▸ Exercise prompt:
No images, please. Copy each entry below exactly as it reads.

Source data
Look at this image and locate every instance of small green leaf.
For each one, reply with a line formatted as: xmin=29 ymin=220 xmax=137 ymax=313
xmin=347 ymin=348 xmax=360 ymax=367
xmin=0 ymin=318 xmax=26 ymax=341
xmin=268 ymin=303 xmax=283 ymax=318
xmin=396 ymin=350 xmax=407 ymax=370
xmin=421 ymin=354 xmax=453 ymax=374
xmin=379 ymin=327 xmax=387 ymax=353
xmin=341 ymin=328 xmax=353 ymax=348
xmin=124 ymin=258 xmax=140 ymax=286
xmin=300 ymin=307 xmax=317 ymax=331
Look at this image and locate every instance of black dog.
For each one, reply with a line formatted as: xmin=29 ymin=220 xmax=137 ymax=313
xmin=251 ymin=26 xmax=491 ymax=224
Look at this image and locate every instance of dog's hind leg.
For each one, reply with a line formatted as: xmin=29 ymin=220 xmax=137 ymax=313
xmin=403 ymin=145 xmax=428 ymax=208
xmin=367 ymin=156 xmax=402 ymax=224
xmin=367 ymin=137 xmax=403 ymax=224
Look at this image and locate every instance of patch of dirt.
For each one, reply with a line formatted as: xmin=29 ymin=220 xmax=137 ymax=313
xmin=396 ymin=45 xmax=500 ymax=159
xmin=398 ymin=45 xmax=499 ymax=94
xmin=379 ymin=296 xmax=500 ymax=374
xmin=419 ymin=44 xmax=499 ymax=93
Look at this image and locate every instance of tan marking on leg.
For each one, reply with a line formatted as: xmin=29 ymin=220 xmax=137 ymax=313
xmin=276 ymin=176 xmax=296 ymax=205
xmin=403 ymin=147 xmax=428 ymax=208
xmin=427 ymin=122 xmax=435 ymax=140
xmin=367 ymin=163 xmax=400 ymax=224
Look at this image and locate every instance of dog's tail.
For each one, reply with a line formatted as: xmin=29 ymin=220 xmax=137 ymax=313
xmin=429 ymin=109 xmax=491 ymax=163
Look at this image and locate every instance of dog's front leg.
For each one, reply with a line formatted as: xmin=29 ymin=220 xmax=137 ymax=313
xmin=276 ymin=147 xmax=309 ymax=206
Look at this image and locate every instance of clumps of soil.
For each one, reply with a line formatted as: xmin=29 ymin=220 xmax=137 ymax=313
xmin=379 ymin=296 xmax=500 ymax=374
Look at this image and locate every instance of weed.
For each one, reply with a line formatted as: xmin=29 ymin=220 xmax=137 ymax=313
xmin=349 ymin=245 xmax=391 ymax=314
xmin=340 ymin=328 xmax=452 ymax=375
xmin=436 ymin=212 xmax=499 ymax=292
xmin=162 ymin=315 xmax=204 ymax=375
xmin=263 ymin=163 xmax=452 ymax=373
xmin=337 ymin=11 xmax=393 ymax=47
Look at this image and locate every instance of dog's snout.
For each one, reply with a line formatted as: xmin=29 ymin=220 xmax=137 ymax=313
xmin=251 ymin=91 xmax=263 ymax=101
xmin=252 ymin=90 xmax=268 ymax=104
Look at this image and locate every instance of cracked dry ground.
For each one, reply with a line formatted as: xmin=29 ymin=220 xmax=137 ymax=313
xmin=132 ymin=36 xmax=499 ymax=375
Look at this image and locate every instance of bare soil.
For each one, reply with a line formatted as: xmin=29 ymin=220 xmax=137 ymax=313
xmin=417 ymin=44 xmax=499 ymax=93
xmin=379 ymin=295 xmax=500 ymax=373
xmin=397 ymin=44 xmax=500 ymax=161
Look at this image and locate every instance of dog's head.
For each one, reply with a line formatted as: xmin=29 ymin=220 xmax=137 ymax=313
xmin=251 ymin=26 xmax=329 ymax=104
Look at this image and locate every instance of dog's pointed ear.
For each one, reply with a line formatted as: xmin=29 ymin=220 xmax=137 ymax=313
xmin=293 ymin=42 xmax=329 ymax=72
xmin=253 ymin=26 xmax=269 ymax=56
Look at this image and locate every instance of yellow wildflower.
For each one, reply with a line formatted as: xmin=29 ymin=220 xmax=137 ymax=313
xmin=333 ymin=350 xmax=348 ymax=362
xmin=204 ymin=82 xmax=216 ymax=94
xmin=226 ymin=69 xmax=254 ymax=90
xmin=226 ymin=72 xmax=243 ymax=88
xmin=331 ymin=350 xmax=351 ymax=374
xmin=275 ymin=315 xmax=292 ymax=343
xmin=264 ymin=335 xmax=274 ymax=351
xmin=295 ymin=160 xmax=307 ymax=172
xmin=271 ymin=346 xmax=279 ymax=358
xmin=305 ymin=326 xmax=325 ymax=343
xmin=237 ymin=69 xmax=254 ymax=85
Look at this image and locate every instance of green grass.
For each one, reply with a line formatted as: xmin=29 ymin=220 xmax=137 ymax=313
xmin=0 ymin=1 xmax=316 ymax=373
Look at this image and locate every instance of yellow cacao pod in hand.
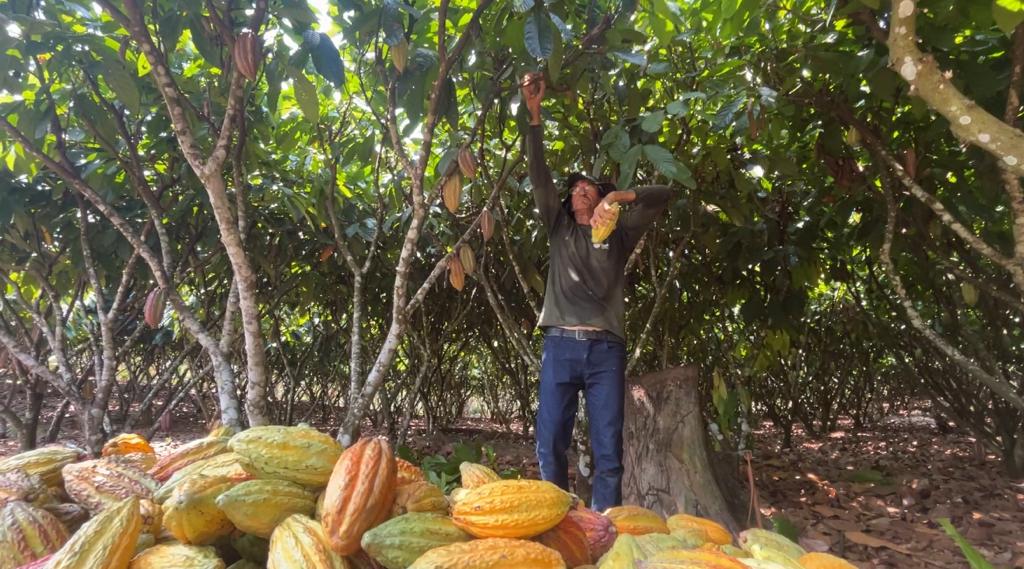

▸ Solution for this exercise:
Look at this image and locate every instance of small green leaf.
For each one, reply with a line formatted as: xmin=29 ymin=220 xmax=137 ymax=313
xmin=347 ymin=348 xmax=360 ymax=367
xmin=0 ymin=318 xmax=26 ymax=341
xmin=268 ymin=303 xmax=283 ymax=318
xmin=396 ymin=350 xmax=407 ymax=370
xmin=421 ymin=354 xmax=453 ymax=374
xmin=379 ymin=327 xmax=387 ymax=353
xmin=341 ymin=328 xmax=353 ymax=348
xmin=124 ymin=258 xmax=140 ymax=286
xmin=300 ymin=307 xmax=317 ymax=331
Look at this image and locate every instance of black dog.
For each one, reply with a line formatted as: xmin=29 ymin=220 xmax=137 ymax=313
xmin=251 ymin=26 xmax=491 ymax=224
Look at this image and locate every instance of dog's hind leg.
For each one, reply with a line formatted as: xmin=29 ymin=220 xmax=137 ymax=313
xmin=403 ymin=145 xmax=428 ymax=208
xmin=367 ymin=156 xmax=402 ymax=224
xmin=367 ymin=137 xmax=403 ymax=224
Look at this image and locate every instance of patch of dirt.
For each one, reply with a line formatted as: xmin=29 ymin=220 xmax=137 ymax=313
xmin=396 ymin=45 xmax=500 ymax=159
xmin=398 ymin=45 xmax=499 ymax=94
xmin=379 ymin=296 xmax=500 ymax=374
xmin=419 ymin=44 xmax=499 ymax=93
Look at this image and locate every instance of tan marking on leg.
For each one, reply with a line formatted as: xmin=29 ymin=220 xmax=137 ymax=313
xmin=276 ymin=176 xmax=296 ymax=205
xmin=403 ymin=147 xmax=428 ymax=208
xmin=427 ymin=122 xmax=435 ymax=140
xmin=367 ymin=163 xmax=400 ymax=224
Look at this image and locate every instance of dog's tail.
For each one, reply with a line formatted as: xmin=29 ymin=220 xmax=137 ymax=313
xmin=429 ymin=109 xmax=491 ymax=163
Look at this image and locate every instance of dog's front leg.
For each one, reply with a line formatted as: xmin=29 ymin=220 xmax=137 ymax=313
xmin=276 ymin=147 xmax=309 ymax=206
Look at this image and locate every instance of clumps of soil.
For each one, reply with a line formatted as: xmin=29 ymin=220 xmax=137 ymax=313
xmin=379 ymin=296 xmax=500 ymax=374
Look at this image and locate every instance of weed.
For each one, reply with a line formatted as: xmin=29 ymin=220 xmax=137 ymax=313
xmin=349 ymin=245 xmax=391 ymax=314
xmin=340 ymin=328 xmax=452 ymax=375
xmin=436 ymin=212 xmax=499 ymax=292
xmin=162 ymin=315 xmax=204 ymax=375
xmin=263 ymin=163 xmax=452 ymax=373
xmin=337 ymin=11 xmax=393 ymax=47
Look at this image and locate every instance of dog's snout.
For each one, reply with a line formatted as: xmin=29 ymin=220 xmax=137 ymax=313
xmin=251 ymin=91 xmax=263 ymax=101
xmin=252 ymin=90 xmax=268 ymax=104
Look at this image and locate every instance of cracked dry ground.
For each one, reply with a line formatted as: xmin=29 ymin=220 xmax=137 ymax=313
xmin=132 ymin=36 xmax=499 ymax=375
Look at this image and locate every instance of bare soil.
For each one, reply with a line formatted as: xmin=29 ymin=220 xmax=137 ymax=313
xmin=417 ymin=44 xmax=499 ymax=93
xmin=379 ymin=295 xmax=500 ymax=373
xmin=397 ymin=44 xmax=500 ymax=161
Look at this image and locate every instance of dog's head.
For each one, reply with a line formatted as: xmin=29 ymin=220 xmax=137 ymax=313
xmin=251 ymin=26 xmax=329 ymax=104
Look at this image and locate every instance of dog's pointed ear.
For each one, reply with a line formatted as: xmin=29 ymin=220 xmax=137 ymax=313
xmin=293 ymin=42 xmax=329 ymax=72
xmin=253 ymin=26 xmax=269 ymax=56
Look at this image and locate every instance of yellow wildflower.
For each one, reply with a line formatted as: xmin=29 ymin=220 xmax=137 ymax=313
xmin=333 ymin=350 xmax=348 ymax=362
xmin=204 ymin=82 xmax=216 ymax=94
xmin=226 ymin=69 xmax=254 ymax=90
xmin=226 ymin=72 xmax=243 ymax=88
xmin=331 ymin=350 xmax=351 ymax=374
xmin=275 ymin=315 xmax=292 ymax=343
xmin=264 ymin=335 xmax=274 ymax=351
xmin=295 ymin=160 xmax=307 ymax=172
xmin=271 ymin=346 xmax=279 ymax=358
xmin=305 ymin=326 xmax=325 ymax=343
xmin=237 ymin=69 xmax=254 ymax=85
Look at this image and locate every instance of green grass.
For each one, reply with a line formatted as: xmin=29 ymin=220 xmax=137 ymax=313
xmin=0 ymin=1 xmax=316 ymax=373
Look at this image and locate every instance of yellow cacao pod in hand.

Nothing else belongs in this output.